Rows from an object pointing dataset:

** begin **

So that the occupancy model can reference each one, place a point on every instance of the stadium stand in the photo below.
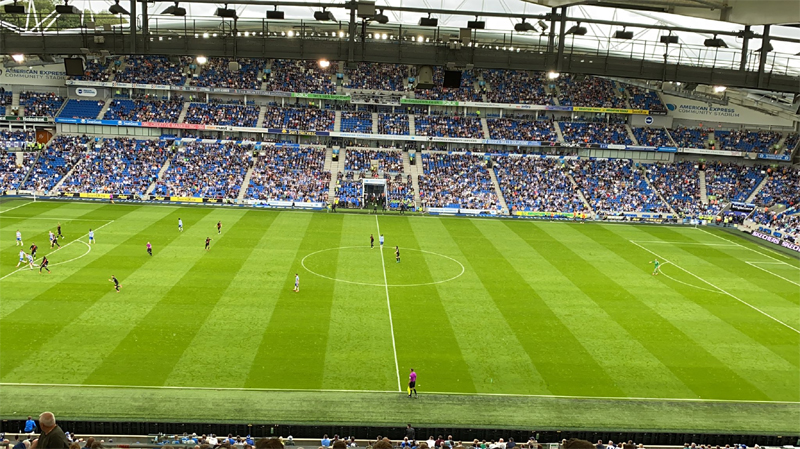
(679, 184)
(511, 129)
(145, 110)
(580, 132)
(222, 114)
(289, 174)
(466, 92)
(389, 161)
(614, 186)
(656, 137)
(118, 165)
(590, 91)
(396, 124)
(392, 77)
(448, 126)
(81, 109)
(456, 181)
(206, 171)
(161, 70)
(748, 141)
(536, 184)
(729, 182)
(40, 104)
(516, 87)
(59, 157)
(11, 174)
(356, 122)
(216, 73)
(300, 76)
(645, 99)
(783, 187)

** end **

Rewrite the listing above, switching "stadium stand" to "grandstand section" and keeping everything else the same. Leave the picture out of your version.

So that the occupancy model can reference each one, place a point on every instance of the grandstand section in the photo below.
(679, 184)
(511, 129)
(145, 110)
(580, 132)
(222, 114)
(289, 174)
(466, 92)
(389, 161)
(614, 186)
(656, 137)
(118, 165)
(590, 91)
(396, 124)
(392, 77)
(448, 126)
(81, 109)
(456, 181)
(206, 171)
(161, 70)
(748, 141)
(536, 184)
(729, 182)
(40, 104)
(516, 87)
(59, 157)
(11, 174)
(356, 122)
(216, 73)
(300, 76)
(645, 99)
(783, 187)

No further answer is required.